→ SET PROBLEM
Print the records from their first line up to and including the line that contains "[[459, 169]]", copying every line without alteration.

== RECORD SET ==

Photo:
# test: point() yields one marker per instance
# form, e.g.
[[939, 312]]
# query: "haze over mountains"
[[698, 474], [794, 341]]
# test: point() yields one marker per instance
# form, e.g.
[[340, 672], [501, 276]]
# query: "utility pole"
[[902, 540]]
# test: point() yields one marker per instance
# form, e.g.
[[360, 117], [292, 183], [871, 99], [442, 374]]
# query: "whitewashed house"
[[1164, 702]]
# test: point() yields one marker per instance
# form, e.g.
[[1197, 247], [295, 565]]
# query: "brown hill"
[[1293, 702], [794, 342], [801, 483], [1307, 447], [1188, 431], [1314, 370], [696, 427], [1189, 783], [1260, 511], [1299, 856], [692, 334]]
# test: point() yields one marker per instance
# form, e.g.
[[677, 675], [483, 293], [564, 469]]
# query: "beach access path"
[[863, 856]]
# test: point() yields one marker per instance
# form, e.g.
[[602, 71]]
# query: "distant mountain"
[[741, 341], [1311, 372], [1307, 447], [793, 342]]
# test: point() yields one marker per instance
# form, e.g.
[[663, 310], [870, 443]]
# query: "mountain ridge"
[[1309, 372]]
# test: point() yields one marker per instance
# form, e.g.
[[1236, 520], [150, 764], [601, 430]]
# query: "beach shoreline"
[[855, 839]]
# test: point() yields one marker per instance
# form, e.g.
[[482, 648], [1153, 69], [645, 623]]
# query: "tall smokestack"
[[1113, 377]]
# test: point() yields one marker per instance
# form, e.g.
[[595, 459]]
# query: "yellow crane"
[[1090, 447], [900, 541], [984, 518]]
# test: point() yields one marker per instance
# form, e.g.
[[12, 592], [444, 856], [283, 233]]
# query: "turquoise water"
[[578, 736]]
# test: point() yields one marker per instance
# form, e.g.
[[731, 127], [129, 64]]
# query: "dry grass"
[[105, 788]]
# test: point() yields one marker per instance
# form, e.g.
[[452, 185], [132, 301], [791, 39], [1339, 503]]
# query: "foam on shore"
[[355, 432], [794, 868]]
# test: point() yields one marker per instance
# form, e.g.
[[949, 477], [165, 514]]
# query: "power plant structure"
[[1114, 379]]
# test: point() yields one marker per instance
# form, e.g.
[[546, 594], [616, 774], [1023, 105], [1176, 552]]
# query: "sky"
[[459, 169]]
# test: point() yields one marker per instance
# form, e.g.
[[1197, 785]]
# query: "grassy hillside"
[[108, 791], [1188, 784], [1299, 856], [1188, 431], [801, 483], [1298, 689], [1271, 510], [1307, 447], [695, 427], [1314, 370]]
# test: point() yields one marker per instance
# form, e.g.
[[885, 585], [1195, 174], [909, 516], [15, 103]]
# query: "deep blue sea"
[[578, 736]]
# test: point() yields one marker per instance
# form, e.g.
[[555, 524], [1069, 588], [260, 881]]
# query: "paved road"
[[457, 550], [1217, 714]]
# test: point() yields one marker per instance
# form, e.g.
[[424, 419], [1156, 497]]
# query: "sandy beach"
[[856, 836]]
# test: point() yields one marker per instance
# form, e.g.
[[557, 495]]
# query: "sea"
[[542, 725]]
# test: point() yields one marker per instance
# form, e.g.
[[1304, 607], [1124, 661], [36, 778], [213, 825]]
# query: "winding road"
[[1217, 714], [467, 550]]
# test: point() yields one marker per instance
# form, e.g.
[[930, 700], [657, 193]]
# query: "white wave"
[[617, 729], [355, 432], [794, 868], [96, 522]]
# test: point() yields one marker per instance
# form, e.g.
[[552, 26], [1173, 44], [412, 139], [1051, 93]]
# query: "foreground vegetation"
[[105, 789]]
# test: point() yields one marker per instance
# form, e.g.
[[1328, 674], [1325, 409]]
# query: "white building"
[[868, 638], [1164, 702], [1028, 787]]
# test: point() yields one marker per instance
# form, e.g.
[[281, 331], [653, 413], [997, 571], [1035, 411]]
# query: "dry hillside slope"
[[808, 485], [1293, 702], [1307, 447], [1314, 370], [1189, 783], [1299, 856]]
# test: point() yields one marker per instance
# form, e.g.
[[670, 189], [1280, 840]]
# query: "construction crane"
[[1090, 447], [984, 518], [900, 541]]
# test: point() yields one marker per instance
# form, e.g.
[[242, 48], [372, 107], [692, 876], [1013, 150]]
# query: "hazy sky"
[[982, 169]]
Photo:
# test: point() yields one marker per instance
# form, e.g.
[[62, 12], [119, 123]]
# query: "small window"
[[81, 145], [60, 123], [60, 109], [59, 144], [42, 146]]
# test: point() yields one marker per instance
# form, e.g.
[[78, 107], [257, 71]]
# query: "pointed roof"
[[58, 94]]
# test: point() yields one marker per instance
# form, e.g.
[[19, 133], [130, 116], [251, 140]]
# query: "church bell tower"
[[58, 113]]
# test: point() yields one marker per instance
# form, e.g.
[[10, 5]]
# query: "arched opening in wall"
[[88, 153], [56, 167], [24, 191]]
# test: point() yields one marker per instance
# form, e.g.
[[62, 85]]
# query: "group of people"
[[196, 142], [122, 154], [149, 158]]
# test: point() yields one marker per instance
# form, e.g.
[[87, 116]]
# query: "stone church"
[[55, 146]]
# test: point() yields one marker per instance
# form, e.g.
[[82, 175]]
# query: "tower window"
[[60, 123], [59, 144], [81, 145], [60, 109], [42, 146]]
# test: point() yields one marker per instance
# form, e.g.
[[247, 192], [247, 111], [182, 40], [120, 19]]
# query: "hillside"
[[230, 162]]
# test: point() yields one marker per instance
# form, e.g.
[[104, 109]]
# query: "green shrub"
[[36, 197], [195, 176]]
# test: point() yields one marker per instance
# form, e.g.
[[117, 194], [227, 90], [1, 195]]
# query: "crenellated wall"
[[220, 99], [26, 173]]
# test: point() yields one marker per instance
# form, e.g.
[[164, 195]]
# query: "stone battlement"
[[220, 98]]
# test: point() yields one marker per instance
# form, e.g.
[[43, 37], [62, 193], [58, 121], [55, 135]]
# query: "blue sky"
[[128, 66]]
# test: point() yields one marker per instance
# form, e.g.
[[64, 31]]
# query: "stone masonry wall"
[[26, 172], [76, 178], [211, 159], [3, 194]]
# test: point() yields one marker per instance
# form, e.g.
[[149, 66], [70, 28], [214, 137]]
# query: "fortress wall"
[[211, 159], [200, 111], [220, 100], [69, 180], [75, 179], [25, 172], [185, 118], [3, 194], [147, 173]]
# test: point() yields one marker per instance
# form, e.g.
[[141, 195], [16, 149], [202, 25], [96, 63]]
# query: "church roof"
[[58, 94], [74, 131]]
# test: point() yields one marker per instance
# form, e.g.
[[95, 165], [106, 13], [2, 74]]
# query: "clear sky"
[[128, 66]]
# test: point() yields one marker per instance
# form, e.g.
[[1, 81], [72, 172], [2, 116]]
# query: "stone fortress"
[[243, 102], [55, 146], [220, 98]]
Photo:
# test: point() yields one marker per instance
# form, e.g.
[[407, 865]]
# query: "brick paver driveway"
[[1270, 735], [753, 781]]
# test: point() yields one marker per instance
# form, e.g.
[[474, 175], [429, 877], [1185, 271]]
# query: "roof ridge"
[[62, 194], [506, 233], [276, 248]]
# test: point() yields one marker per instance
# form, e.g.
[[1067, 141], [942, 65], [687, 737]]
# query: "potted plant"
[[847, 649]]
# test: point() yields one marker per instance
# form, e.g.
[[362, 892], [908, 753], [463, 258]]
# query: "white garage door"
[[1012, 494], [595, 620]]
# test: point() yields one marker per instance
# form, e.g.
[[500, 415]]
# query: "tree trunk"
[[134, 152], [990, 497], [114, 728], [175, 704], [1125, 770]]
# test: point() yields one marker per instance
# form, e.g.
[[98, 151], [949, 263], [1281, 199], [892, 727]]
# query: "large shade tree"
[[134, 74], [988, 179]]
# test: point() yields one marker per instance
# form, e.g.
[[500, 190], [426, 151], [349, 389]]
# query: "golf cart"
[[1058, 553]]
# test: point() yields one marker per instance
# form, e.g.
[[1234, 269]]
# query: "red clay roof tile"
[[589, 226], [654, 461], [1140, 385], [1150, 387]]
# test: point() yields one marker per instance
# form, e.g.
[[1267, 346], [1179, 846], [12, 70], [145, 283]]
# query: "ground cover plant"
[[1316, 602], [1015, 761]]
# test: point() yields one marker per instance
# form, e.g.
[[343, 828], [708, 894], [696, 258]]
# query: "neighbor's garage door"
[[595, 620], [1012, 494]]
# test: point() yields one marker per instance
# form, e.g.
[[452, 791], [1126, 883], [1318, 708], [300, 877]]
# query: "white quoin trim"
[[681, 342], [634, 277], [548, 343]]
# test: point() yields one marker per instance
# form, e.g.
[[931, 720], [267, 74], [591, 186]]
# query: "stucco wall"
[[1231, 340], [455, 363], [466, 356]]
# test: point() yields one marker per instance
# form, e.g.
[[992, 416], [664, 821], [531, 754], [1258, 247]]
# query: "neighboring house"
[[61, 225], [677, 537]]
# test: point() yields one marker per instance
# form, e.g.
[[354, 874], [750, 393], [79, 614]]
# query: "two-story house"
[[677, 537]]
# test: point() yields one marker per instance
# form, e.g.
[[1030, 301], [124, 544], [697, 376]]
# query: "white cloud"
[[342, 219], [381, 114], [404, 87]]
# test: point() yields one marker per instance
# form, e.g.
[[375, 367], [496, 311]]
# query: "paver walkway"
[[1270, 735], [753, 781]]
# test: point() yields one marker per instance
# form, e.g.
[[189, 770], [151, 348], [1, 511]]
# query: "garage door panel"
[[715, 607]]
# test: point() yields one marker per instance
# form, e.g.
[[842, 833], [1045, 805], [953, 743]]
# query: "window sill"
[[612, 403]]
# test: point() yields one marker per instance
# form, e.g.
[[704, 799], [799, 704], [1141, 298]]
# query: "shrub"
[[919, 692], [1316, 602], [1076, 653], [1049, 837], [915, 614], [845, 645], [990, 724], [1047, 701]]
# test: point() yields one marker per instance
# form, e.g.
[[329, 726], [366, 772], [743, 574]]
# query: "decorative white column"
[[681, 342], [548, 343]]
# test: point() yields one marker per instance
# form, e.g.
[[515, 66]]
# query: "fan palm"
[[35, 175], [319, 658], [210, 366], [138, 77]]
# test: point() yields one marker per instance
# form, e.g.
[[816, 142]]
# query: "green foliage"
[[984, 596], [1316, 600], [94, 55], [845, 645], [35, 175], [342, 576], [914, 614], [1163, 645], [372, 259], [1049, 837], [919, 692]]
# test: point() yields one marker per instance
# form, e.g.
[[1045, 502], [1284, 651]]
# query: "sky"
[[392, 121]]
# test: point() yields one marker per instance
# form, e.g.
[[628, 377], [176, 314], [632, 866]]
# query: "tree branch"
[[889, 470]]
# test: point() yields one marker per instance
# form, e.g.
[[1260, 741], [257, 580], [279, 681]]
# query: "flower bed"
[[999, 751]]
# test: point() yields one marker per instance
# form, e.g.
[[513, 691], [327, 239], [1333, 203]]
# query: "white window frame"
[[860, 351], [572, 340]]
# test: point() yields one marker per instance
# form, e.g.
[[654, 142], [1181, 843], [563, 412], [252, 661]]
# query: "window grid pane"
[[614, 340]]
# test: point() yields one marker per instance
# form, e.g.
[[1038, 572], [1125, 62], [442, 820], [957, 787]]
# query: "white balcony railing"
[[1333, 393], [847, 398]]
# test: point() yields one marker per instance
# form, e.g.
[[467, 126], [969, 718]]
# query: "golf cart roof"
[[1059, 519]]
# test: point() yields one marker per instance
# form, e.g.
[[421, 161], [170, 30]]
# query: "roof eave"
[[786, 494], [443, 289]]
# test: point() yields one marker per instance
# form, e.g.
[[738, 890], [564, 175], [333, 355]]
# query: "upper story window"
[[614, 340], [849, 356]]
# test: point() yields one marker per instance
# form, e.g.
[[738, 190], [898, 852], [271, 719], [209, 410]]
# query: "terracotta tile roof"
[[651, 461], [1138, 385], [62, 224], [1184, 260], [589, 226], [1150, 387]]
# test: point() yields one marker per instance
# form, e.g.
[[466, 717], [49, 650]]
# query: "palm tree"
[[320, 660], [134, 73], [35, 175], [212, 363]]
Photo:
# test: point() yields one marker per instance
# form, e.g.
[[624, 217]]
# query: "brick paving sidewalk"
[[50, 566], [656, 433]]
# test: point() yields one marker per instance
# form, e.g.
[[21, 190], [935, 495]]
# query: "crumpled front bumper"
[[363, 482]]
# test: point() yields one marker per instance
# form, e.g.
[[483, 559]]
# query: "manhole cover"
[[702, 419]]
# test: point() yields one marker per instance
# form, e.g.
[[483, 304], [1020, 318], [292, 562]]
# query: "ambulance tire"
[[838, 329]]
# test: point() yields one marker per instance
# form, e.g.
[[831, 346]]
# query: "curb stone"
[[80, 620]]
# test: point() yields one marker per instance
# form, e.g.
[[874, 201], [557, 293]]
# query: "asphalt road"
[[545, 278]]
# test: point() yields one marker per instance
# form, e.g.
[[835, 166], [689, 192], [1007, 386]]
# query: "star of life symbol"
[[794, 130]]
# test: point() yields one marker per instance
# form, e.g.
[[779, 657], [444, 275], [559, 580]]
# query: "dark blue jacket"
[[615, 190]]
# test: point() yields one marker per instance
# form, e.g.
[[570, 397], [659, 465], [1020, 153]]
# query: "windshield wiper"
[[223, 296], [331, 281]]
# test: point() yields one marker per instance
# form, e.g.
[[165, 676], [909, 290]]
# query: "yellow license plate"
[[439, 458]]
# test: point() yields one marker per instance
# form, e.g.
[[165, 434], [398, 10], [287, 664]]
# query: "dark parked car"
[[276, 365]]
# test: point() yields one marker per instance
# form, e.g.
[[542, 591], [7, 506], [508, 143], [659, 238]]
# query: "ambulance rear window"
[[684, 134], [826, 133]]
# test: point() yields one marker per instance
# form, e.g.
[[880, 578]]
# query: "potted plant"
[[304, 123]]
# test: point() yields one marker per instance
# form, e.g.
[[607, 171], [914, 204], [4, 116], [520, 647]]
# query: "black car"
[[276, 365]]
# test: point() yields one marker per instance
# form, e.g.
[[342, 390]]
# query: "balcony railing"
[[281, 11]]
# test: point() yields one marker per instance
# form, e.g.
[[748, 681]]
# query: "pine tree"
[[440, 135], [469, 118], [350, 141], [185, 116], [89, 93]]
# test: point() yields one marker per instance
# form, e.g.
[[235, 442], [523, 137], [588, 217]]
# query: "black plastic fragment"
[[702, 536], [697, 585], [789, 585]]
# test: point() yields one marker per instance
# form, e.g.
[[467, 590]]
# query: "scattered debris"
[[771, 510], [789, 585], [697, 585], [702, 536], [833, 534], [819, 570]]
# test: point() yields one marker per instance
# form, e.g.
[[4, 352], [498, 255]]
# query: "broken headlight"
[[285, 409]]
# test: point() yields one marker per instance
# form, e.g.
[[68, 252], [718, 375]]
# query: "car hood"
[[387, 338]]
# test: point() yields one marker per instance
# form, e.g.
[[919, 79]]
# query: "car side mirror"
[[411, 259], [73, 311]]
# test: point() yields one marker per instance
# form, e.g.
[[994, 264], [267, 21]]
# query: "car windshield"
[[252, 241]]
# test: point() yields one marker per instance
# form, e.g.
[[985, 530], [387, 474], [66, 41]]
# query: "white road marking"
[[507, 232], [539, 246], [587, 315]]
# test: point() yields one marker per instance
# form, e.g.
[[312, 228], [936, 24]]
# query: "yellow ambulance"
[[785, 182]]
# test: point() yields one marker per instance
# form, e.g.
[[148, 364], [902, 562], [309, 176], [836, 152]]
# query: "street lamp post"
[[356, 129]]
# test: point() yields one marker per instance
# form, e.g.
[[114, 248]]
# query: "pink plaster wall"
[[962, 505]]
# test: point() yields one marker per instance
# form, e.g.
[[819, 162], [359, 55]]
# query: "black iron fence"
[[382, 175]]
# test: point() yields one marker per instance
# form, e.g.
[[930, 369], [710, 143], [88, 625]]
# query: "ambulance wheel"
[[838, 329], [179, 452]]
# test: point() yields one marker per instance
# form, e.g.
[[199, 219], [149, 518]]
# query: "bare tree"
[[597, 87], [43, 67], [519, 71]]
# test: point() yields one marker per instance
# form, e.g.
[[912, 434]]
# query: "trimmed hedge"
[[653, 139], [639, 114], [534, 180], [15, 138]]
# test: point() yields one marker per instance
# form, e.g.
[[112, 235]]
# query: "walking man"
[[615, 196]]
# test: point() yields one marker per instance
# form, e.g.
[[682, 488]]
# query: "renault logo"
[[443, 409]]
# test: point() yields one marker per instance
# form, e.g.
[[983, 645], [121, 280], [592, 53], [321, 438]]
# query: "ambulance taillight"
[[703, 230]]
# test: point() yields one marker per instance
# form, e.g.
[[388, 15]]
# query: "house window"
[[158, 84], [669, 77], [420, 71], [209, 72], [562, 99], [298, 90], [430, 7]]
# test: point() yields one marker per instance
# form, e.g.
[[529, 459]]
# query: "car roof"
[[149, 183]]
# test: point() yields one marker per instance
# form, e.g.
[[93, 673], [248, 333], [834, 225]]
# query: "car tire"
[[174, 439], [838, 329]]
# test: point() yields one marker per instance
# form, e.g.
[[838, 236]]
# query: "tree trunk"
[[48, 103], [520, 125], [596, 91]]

===

→ REPLY TO THE TASK
Photo:
# test: point() yields one marker per instance
# form, e.g.
[[939, 312]]
# query: "haze over mountains"
[[698, 474], [794, 341]]
# test: point() yields one marker per instance
# form, e.g.
[[340, 672], [501, 276]]
# query: "utility pole"
[[902, 540]]
# test: point() yields one marker per instance
# form, e.g.
[[360, 117], [292, 183], [871, 99], [442, 374]]
# query: "whitewashed house"
[[1164, 702]]
# test: point() yields one marker per instance
# form, e.g.
[[1197, 247], [295, 565]]
# query: "brown hill"
[[1293, 702], [794, 342], [801, 483], [1307, 447], [1188, 431], [1314, 370], [696, 427], [1189, 783], [1260, 511], [1299, 856], [692, 334]]
# test: point() yields one marker per instance
# form, e.g.
[[677, 675], [483, 293], [564, 469]]
# query: "beach access path"
[[863, 856]]
# test: point() yields one marker per instance
# form, e.g.
[[602, 71]]
# query: "distant mountain"
[[741, 341], [1311, 372], [1307, 447], [793, 342]]
# test: point() yields one marker per instance
# form, e.g.
[[663, 310], [870, 443]]
# query: "mountain ridge"
[[1309, 372]]
# test: point() yields one marker per instance
# form, e.g.
[[1236, 520], [150, 764], [601, 430]]
# query: "beach shoreline"
[[855, 839]]
# test: point() yields one marker per instance
# form, e.g.
[[482, 648], [1153, 69], [645, 623]]
# query: "tall smokestack"
[[1113, 377]]
# test: point() yields one marker per instance
# form, e.g.
[[595, 459]]
# query: "yellow crane"
[[1090, 447], [900, 541], [984, 518]]
# test: point() yields one marker per instance
# form, e.g.
[[12, 592], [444, 856], [283, 233]]
# query: "turquoise water"
[[578, 736]]
# test: point() yields one marker per instance
# form, e.g.
[[731, 127], [129, 64]]
# query: "dry grass"
[[105, 788]]
# test: point() yields one marker per instance
# form, e.g.
[[452, 185], [132, 301], [791, 39], [1339, 503]]
# query: "foam on shore"
[[355, 432], [794, 868]]
# test: point() yields one marker per instance
# form, e.g.
[[949, 477], [165, 514]]
# query: "power plant structure"
[[1114, 379]]
# test: point() yields one marker per instance
# form, e.g.
[[546, 594], [616, 774], [1023, 105], [1176, 552]]
# query: "sky"
[[459, 169]]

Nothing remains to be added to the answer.